Data entries:
## Begin
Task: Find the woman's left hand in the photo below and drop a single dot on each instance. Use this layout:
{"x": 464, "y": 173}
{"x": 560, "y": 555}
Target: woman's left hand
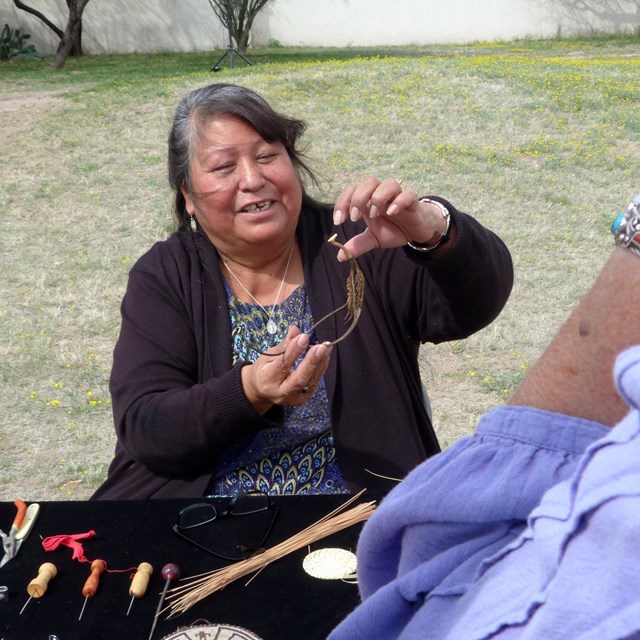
{"x": 394, "y": 216}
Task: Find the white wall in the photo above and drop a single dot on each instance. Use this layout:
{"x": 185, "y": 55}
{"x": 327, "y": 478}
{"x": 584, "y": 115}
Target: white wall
{"x": 124, "y": 26}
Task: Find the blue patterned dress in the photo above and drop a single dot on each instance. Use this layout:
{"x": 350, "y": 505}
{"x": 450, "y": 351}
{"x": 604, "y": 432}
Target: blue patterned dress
{"x": 297, "y": 457}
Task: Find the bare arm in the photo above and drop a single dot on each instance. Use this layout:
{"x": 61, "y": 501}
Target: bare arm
{"x": 574, "y": 374}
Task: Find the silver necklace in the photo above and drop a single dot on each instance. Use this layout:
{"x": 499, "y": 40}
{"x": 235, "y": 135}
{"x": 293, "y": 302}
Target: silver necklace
{"x": 272, "y": 327}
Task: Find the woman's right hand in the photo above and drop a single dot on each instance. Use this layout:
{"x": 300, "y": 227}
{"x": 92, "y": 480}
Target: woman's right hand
{"x": 271, "y": 379}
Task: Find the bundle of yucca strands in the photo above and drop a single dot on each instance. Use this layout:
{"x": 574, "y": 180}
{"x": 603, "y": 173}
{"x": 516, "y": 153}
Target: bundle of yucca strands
{"x": 183, "y": 597}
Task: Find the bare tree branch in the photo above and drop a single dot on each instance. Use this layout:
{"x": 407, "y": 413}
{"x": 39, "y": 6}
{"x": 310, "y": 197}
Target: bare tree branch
{"x": 40, "y": 16}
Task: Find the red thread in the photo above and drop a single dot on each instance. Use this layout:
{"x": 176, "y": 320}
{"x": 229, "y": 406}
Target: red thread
{"x": 53, "y": 542}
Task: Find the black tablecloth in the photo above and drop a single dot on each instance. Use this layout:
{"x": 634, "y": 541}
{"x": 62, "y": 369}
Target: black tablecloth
{"x": 281, "y": 603}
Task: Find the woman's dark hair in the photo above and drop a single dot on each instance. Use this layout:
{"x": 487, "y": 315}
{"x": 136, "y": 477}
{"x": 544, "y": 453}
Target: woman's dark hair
{"x": 203, "y": 105}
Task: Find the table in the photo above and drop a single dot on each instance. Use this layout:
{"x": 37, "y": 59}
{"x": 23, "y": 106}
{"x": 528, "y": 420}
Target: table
{"x": 281, "y": 602}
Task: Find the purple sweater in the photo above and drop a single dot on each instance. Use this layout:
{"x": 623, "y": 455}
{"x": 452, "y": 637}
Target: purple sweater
{"x": 527, "y": 530}
{"x": 178, "y": 402}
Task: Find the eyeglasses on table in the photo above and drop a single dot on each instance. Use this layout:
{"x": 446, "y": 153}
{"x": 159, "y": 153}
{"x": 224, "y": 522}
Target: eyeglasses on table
{"x": 216, "y": 530}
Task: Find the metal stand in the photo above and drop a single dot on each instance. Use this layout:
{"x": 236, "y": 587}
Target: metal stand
{"x": 230, "y": 49}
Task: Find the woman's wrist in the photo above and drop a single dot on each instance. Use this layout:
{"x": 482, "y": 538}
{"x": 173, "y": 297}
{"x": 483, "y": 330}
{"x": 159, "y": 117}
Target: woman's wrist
{"x": 440, "y": 235}
{"x": 260, "y": 404}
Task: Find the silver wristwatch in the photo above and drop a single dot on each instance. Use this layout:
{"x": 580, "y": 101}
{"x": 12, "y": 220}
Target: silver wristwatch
{"x": 626, "y": 227}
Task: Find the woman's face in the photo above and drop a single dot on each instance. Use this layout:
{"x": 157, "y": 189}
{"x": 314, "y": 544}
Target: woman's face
{"x": 245, "y": 190}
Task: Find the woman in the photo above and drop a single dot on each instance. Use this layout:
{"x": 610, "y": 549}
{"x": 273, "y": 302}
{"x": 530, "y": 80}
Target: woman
{"x": 198, "y": 407}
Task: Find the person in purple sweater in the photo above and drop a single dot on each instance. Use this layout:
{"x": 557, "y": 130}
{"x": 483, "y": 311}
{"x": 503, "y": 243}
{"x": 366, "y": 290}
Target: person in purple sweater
{"x": 198, "y": 408}
{"x": 528, "y": 529}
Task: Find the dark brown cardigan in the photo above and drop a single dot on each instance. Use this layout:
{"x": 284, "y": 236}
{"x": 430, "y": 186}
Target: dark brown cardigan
{"x": 178, "y": 401}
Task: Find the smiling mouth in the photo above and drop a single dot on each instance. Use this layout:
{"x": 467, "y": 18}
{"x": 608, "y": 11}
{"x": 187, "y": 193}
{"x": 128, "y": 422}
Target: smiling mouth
{"x": 255, "y": 208}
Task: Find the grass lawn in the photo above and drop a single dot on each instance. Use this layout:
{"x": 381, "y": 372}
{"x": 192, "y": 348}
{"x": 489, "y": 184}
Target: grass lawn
{"x": 540, "y": 140}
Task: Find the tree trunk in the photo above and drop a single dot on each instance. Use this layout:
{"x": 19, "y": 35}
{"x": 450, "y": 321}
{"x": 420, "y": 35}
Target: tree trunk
{"x": 71, "y": 41}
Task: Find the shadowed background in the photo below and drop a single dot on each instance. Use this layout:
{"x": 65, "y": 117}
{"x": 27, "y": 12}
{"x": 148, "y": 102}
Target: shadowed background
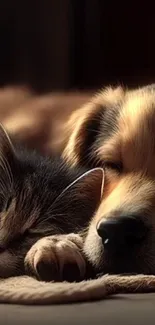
{"x": 62, "y": 51}
{"x": 74, "y": 44}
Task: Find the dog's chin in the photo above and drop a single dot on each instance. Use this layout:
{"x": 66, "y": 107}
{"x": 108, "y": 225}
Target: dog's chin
{"x": 103, "y": 262}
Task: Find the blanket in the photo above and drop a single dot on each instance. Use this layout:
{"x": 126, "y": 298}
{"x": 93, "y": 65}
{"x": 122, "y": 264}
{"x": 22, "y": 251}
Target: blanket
{"x": 29, "y": 291}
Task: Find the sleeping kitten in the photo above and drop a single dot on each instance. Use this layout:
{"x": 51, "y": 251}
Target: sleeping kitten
{"x": 45, "y": 208}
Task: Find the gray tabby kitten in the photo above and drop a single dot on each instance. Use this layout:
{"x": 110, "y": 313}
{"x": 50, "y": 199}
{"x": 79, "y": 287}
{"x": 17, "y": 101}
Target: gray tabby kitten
{"x": 45, "y": 209}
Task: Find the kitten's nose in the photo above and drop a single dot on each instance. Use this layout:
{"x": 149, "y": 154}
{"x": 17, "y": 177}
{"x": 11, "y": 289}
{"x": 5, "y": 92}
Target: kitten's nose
{"x": 121, "y": 232}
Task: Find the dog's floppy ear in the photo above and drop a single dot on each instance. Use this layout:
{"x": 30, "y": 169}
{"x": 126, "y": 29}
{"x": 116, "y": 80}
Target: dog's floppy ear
{"x": 84, "y": 126}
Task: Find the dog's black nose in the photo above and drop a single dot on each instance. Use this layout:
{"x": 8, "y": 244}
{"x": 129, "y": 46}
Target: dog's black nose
{"x": 121, "y": 232}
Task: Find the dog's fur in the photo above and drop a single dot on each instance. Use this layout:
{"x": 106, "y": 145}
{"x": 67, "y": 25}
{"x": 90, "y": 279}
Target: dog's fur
{"x": 117, "y": 129}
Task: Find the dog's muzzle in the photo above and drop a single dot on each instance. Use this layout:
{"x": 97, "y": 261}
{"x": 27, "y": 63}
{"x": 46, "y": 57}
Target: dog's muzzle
{"x": 121, "y": 234}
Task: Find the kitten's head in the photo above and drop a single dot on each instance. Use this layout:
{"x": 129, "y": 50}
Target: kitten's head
{"x": 41, "y": 196}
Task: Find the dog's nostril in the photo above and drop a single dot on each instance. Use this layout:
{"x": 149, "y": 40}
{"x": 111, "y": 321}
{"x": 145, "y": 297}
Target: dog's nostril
{"x": 126, "y": 230}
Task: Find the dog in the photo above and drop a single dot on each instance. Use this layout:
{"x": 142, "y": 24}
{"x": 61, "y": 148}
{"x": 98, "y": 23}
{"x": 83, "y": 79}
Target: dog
{"x": 116, "y": 131}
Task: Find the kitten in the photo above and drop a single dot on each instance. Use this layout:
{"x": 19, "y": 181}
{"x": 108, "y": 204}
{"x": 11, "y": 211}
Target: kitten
{"x": 45, "y": 209}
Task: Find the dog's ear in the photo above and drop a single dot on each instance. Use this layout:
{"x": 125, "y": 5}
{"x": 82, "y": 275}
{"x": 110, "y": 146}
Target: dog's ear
## End
→ **Work required**: Repeat word for word every line from the one that holds "Task: Find the dog's black" to the end. Both ends count.

→ **Written reply**:
Task: Find the dog's black nose in the photo above and drop a single dot on each instance. Use this layout:
{"x": 8, "y": 244}
{"x": 129, "y": 46}
Target: dog's black nose
{"x": 121, "y": 232}
Task: Find the dog's fur in the photo above and drop a single dot on each instance. Use this layout:
{"x": 106, "y": 145}
{"x": 67, "y": 25}
{"x": 90, "y": 279}
Target: dog's fur
{"x": 117, "y": 129}
Task: Find the dog's muzzle in the photo above and drop a single dot on each instance. Use this layout:
{"x": 97, "y": 261}
{"x": 27, "y": 63}
{"x": 46, "y": 57}
Target: dog's muzzle
{"x": 121, "y": 234}
Task: Find the kitten's head in the photo above and drop a single dot on each instance. Use this layout:
{"x": 129, "y": 50}
Target: kitten's head
{"x": 41, "y": 196}
Task: Find the dog's nostril in the photo above and drop a single dot on each instance. Use this layout:
{"x": 149, "y": 40}
{"x": 111, "y": 321}
{"x": 145, "y": 297}
Target: dog's nostril
{"x": 126, "y": 230}
Task: Find the dog in the photo above and drop a single dot on each instance. Use this layout:
{"x": 142, "y": 24}
{"x": 61, "y": 148}
{"x": 98, "y": 23}
{"x": 83, "y": 79}
Target: dog
{"x": 116, "y": 131}
Task: Find the kitten in the photo above and drop a single dot on each instance. Use this layout:
{"x": 19, "y": 181}
{"x": 108, "y": 204}
{"x": 11, "y": 211}
Target: kitten
{"x": 45, "y": 209}
Task: Find the dog's ear in the photo above and drop a single dot on each instance. Use this layout:
{"x": 125, "y": 5}
{"x": 82, "y": 275}
{"x": 110, "y": 146}
Target: dog's ear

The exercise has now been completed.